> **Your goal**
Give the whole listing again, exactly as written.

> **Entries supplied**
----------
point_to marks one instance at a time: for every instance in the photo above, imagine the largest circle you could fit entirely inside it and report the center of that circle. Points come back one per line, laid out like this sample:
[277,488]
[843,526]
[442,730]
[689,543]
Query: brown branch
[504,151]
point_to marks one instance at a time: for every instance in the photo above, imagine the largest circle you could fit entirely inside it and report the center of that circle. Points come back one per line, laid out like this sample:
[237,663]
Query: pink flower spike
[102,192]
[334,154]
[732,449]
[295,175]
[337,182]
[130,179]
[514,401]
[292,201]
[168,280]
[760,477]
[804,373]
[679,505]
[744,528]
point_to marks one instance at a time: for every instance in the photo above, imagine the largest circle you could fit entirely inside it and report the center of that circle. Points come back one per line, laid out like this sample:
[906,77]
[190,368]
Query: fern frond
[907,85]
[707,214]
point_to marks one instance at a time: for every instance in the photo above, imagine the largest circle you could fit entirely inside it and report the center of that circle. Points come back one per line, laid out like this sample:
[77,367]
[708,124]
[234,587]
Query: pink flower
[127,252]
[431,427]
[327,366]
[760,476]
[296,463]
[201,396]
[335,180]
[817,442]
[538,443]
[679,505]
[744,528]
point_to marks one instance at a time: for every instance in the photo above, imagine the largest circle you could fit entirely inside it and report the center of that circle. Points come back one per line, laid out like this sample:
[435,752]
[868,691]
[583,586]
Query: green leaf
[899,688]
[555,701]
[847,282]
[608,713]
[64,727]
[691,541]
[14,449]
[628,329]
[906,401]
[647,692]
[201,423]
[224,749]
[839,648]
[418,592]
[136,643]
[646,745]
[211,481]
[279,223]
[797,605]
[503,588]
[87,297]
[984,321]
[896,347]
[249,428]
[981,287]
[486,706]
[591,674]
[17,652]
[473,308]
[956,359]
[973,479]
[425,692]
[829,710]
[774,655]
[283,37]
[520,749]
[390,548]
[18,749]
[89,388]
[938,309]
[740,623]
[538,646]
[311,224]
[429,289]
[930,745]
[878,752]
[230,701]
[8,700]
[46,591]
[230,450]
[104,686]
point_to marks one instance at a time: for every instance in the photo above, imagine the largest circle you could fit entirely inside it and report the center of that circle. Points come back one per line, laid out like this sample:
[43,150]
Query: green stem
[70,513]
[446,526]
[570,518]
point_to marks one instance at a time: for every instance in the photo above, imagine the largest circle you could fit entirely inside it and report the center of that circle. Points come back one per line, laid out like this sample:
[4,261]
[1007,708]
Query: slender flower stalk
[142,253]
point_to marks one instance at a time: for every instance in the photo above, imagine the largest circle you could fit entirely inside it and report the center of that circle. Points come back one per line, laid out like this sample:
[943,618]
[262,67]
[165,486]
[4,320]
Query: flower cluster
----------
> **Completed task**
point_to marks one instance at a time: for every instance in the photo above, imagine the largest circle you could fit entirely inside it and report the center of that circle. Points come back one per line, laid out like this sample:
[277,488]
[843,526]
[442,730]
[689,543]
Query: brown branch
[504,151]
point_to marks one instance at a time: for every instance in the photo above, imagine the largest circle you could fit entirely inside it and report the center of that circle. Points come back one per line, laid out like this sample:
[237,663]
Query: pink flower spike
[102,192]
[334,154]
[732,449]
[295,175]
[337,182]
[130,179]
[514,401]
[292,201]
[168,280]
[760,477]
[804,373]
[679,505]
[744,528]
point_to marks one instance at a time: for every instance in the photo above, imagine the largest circle you could fit entirely inside it and report the center of that circle. Points come back one per line, laid out like this sample:
[906,77]
[190,368]
Query: fern frond
[907,85]
[707,214]
point_to marks one instance at a time: for every instance in the photo above, imagine the largest circle you could fit entirely inside it and report the center of that circle. Points come back one per line, laid out like this sample:
[77,367]
[708,124]
[234,587]
Query: pink flower
[127,252]
[431,427]
[327,366]
[760,476]
[296,463]
[201,396]
[335,180]
[817,442]
[538,443]
[679,505]
[744,528]
point_to marks one instance at a time: for every instance in the photo above, imagine the largest circle you could fit entirely inside it and report the center of that circle. Points come back one per line, laid out like this sample:
[435,752]
[868,691]
[583,586]
Query: green leaf
[899,688]
[555,701]
[847,282]
[608,713]
[64,727]
[691,541]
[14,449]
[628,329]
[906,401]
[647,692]
[201,423]
[224,749]
[839,648]
[418,592]
[136,643]
[646,745]
[211,481]
[279,223]
[797,605]
[503,588]
[87,297]
[984,321]
[896,347]
[249,428]
[981,287]
[486,706]
[591,674]
[17,652]
[473,308]
[956,359]
[973,479]
[425,692]
[829,710]
[774,655]
[283,37]
[520,749]
[390,548]
[18,749]
[89,388]
[938,309]
[740,623]
[538,646]
[311,224]
[429,289]
[930,745]
[878,752]
[230,701]
[8,700]
[46,591]
[230,450]
[104,686]
point_to marks one instance at a time: for every instance in the photo above, imagine the largest circle you could fit entirely inside it and report the center of that circle. Points come back one per line, laid out like this sample:
[43,150]
Query: green stem
[70,513]
[446,526]
[570,518]
point_to marks one instance at a time: for every instance in the photo above, imagine the largest circle you could fit entirely inside it and report the center of that circle. Points come back one per line, laid out like this sample:
[4,261]
[1007,708]
Query: slender flower stalk
[142,253]
point_to marks one instance at a time: for every instance in the photo above, imagine the largest circle you could fit entirely inside it and report the center of that circle. Points come back one per line, laid out like this sample:
[943,618]
[262,67]
[165,486]
[4,320]
Query: flower cluster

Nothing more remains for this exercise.